__Task details__:
Where the line containing "Target: grassy slope" appears, start copying; continue through the last line below and copy nothing else.

Items from a data source
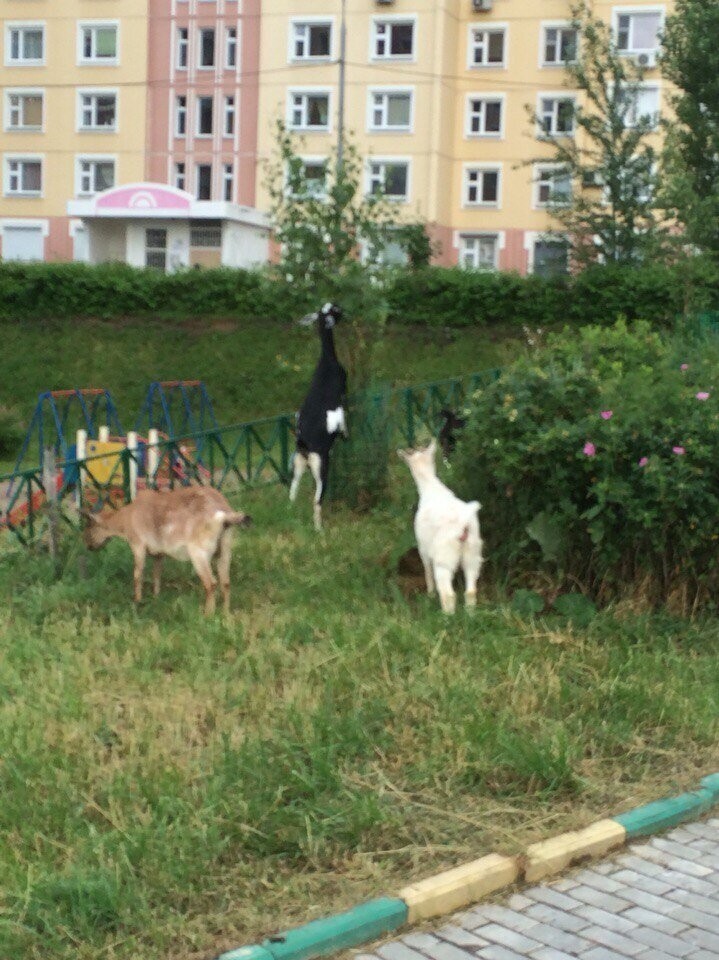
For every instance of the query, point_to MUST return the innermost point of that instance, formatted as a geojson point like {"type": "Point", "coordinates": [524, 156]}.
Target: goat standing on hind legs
{"type": "Point", "coordinates": [322, 415]}
{"type": "Point", "coordinates": [447, 531]}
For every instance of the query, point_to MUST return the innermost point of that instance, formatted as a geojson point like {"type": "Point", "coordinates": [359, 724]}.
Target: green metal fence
{"type": "Point", "coordinates": [245, 454]}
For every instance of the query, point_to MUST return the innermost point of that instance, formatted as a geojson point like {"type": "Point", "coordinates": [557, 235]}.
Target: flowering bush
{"type": "Point", "coordinates": [596, 459]}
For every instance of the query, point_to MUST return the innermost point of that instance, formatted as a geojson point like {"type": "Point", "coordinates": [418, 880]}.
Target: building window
{"type": "Point", "coordinates": [309, 111]}
{"type": "Point", "coordinates": [390, 178]}
{"type": "Point", "coordinates": [25, 46]}
{"type": "Point", "coordinates": [552, 186]}
{"type": "Point", "coordinates": [311, 41]}
{"type": "Point", "coordinates": [479, 251]}
{"type": "Point", "coordinates": [391, 110]}
{"type": "Point", "coordinates": [481, 186]}
{"type": "Point", "coordinates": [229, 118]}
{"type": "Point", "coordinates": [98, 43]}
{"type": "Point", "coordinates": [556, 116]}
{"type": "Point", "coordinates": [228, 182]}
{"type": "Point", "coordinates": [98, 111]}
{"type": "Point", "coordinates": [183, 45]}
{"type": "Point", "coordinates": [204, 116]}
{"type": "Point", "coordinates": [638, 32]}
{"type": "Point", "coordinates": [23, 111]}
{"type": "Point", "coordinates": [180, 116]}
{"type": "Point", "coordinates": [484, 116]}
{"type": "Point", "coordinates": [487, 46]}
{"type": "Point", "coordinates": [23, 177]}
{"type": "Point", "coordinates": [204, 181]}
{"type": "Point", "coordinates": [207, 47]}
{"type": "Point", "coordinates": [231, 47]}
{"type": "Point", "coordinates": [393, 39]}
{"type": "Point", "coordinates": [640, 105]}
{"type": "Point", "coordinates": [559, 46]}
{"type": "Point", "coordinates": [94, 175]}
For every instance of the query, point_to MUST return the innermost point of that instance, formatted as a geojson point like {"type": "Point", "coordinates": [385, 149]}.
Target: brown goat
{"type": "Point", "coordinates": [188, 523]}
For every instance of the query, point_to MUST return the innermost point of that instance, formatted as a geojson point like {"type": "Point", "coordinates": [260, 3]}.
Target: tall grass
{"type": "Point", "coordinates": [175, 786]}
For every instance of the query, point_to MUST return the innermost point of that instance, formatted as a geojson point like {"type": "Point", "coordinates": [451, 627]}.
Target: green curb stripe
{"type": "Point", "coordinates": [666, 813]}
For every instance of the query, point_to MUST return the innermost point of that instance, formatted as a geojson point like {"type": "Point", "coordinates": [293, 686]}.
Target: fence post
{"type": "Point", "coordinates": [132, 462]}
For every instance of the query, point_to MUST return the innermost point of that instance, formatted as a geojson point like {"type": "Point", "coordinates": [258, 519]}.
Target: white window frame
{"type": "Point", "coordinates": [12, 25]}
{"type": "Point", "coordinates": [23, 158]}
{"type": "Point", "coordinates": [537, 171]}
{"type": "Point", "coordinates": [309, 92]}
{"type": "Point", "coordinates": [94, 61]}
{"type": "Point", "coordinates": [496, 235]}
{"type": "Point", "coordinates": [544, 26]}
{"type": "Point", "coordinates": [182, 46]}
{"type": "Point", "coordinates": [554, 95]}
{"type": "Point", "coordinates": [502, 28]}
{"type": "Point", "coordinates": [315, 21]}
{"type": "Point", "coordinates": [388, 92]}
{"type": "Point", "coordinates": [484, 134]}
{"type": "Point", "coordinates": [98, 92]}
{"type": "Point", "coordinates": [390, 20]}
{"type": "Point", "coordinates": [7, 109]}
{"type": "Point", "coordinates": [198, 115]}
{"type": "Point", "coordinates": [628, 10]}
{"type": "Point", "coordinates": [200, 31]}
{"type": "Point", "coordinates": [471, 167]}
{"type": "Point", "coordinates": [389, 161]}
{"type": "Point", "coordinates": [92, 158]}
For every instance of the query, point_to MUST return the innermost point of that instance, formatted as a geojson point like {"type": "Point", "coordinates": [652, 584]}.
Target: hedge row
{"type": "Point", "coordinates": [431, 296]}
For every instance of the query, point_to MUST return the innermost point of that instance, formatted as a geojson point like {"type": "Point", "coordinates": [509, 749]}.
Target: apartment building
{"type": "Point", "coordinates": [439, 98]}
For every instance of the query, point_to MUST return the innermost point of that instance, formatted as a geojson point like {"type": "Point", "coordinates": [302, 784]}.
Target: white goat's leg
{"type": "Point", "coordinates": [223, 568]}
{"type": "Point", "coordinates": [447, 598]}
{"type": "Point", "coordinates": [298, 468]}
{"type": "Point", "coordinates": [139, 553]}
{"type": "Point", "coordinates": [316, 467]}
{"type": "Point", "coordinates": [203, 569]}
{"type": "Point", "coordinates": [428, 575]}
{"type": "Point", "coordinates": [156, 575]}
{"type": "Point", "coordinates": [471, 567]}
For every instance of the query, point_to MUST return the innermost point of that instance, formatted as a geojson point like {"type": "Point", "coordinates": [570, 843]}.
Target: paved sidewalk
{"type": "Point", "coordinates": [656, 901]}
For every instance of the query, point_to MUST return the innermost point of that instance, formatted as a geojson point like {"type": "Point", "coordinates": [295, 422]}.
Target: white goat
{"type": "Point", "coordinates": [447, 531]}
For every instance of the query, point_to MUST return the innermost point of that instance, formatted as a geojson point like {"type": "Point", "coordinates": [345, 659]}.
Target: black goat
{"type": "Point", "coordinates": [322, 414]}
{"type": "Point", "coordinates": [447, 438]}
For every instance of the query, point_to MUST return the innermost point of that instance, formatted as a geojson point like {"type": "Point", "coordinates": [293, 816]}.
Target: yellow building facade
{"type": "Point", "coordinates": [74, 93]}
{"type": "Point", "coordinates": [440, 99]}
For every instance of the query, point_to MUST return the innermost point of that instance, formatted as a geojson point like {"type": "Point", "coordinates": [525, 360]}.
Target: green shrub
{"type": "Point", "coordinates": [595, 461]}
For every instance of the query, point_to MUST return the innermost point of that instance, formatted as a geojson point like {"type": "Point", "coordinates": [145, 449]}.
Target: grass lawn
{"type": "Point", "coordinates": [173, 786]}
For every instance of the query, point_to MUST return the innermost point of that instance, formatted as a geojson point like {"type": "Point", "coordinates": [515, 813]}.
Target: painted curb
{"type": "Point", "coordinates": [466, 884]}
{"type": "Point", "coordinates": [455, 888]}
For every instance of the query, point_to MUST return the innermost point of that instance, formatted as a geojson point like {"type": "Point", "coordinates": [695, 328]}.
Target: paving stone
{"type": "Point", "coordinates": [656, 921]}
{"type": "Point", "coordinates": [557, 918]}
{"type": "Point", "coordinates": [672, 946]}
{"type": "Point", "coordinates": [612, 921]}
{"type": "Point", "coordinates": [613, 940]}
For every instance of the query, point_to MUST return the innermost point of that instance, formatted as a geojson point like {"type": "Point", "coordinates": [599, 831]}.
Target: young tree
{"type": "Point", "coordinates": [690, 60]}
{"type": "Point", "coordinates": [603, 194]}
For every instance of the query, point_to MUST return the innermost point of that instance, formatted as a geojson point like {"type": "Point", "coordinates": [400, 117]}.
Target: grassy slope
{"type": "Point", "coordinates": [172, 787]}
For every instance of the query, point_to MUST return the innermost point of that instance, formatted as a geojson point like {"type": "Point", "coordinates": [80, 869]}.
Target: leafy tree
{"type": "Point", "coordinates": [603, 198]}
{"type": "Point", "coordinates": [690, 61]}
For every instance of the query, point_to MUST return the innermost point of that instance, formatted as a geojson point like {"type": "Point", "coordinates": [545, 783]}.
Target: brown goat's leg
{"type": "Point", "coordinates": [139, 555]}
{"type": "Point", "coordinates": [223, 567]}
{"type": "Point", "coordinates": [204, 571]}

__Answer__:
Target: grassy slope
{"type": "Point", "coordinates": [172, 787]}
For every instance of the query, point_to MUST return the innermost point of that instance, formatted as a geojson point like {"type": "Point", "coordinates": [80, 869]}.
Target: leafy tree
{"type": "Point", "coordinates": [603, 198]}
{"type": "Point", "coordinates": [690, 61]}
For every instance of the query, point_to MUST return the innermost point of that instance, formatted as a geojson point like {"type": "Point", "coordinates": [545, 783]}.
Target: brown goat's leg
{"type": "Point", "coordinates": [139, 555]}
{"type": "Point", "coordinates": [223, 567]}
{"type": "Point", "coordinates": [204, 571]}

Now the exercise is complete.